GIVEN EXERCISE -
Select every line in the entries below that contains the word "column", matching its case exactly, and copy each one.

GIVEN RECORDS -

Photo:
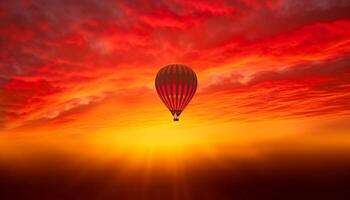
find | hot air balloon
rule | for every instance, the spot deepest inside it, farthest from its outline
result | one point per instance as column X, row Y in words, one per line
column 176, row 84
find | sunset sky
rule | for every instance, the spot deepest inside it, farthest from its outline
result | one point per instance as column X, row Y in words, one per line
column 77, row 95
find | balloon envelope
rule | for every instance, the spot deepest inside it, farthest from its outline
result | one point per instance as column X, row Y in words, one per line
==
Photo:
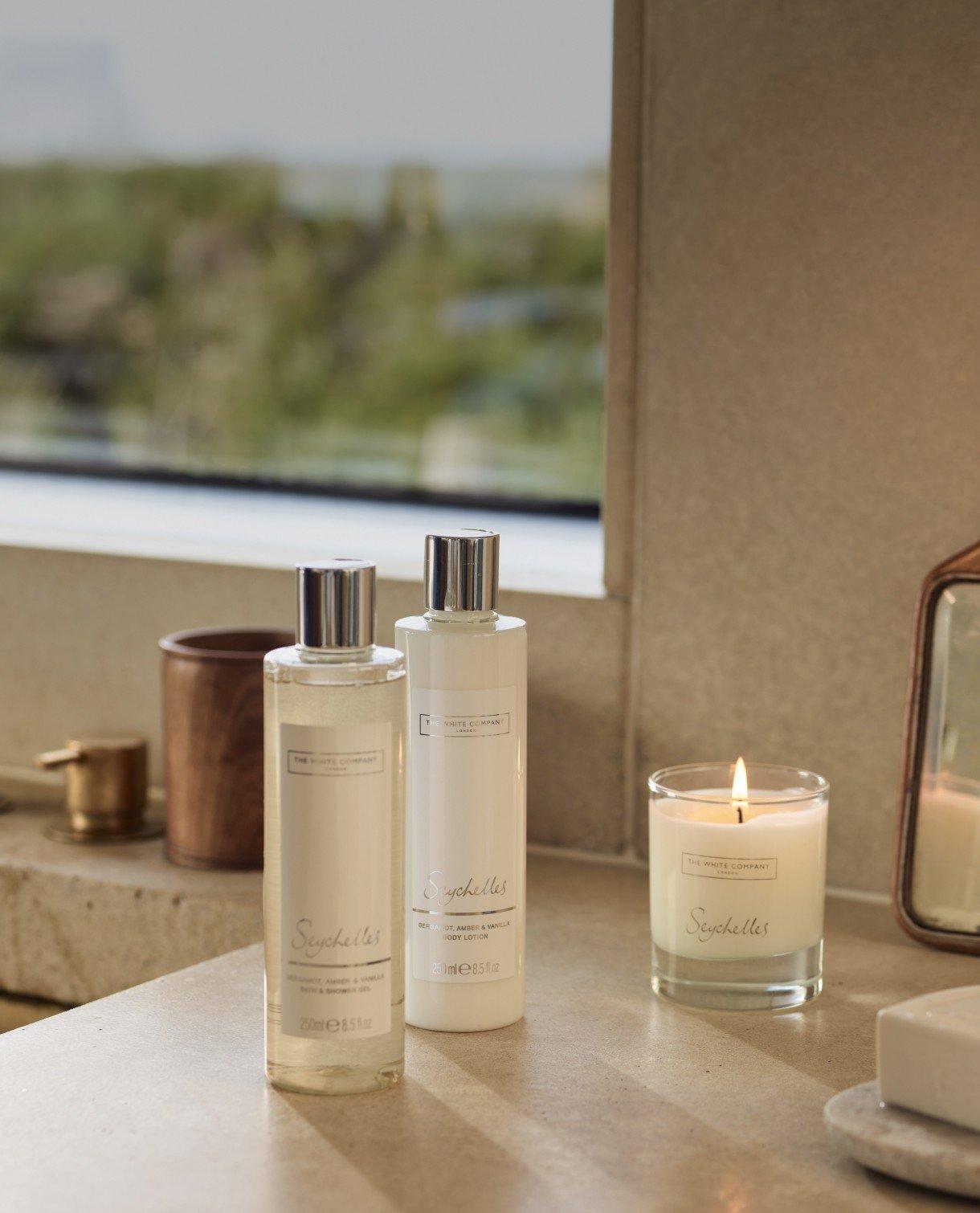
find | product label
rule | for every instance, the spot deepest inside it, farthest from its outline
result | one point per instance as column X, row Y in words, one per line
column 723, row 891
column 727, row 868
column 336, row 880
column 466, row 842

TASK OUTPUT -
result | one point per instance as column X, row Y in words, one per line
column 176, row 84
result | one point per instance as column X, row Y in words, one per line
column 77, row 95
result | one point per instance as column X, row Y in words, one per line
result | one point per instance as column X, row Y in words, one per line
column 723, row 891
column 727, row 868
column 336, row 880
column 466, row 842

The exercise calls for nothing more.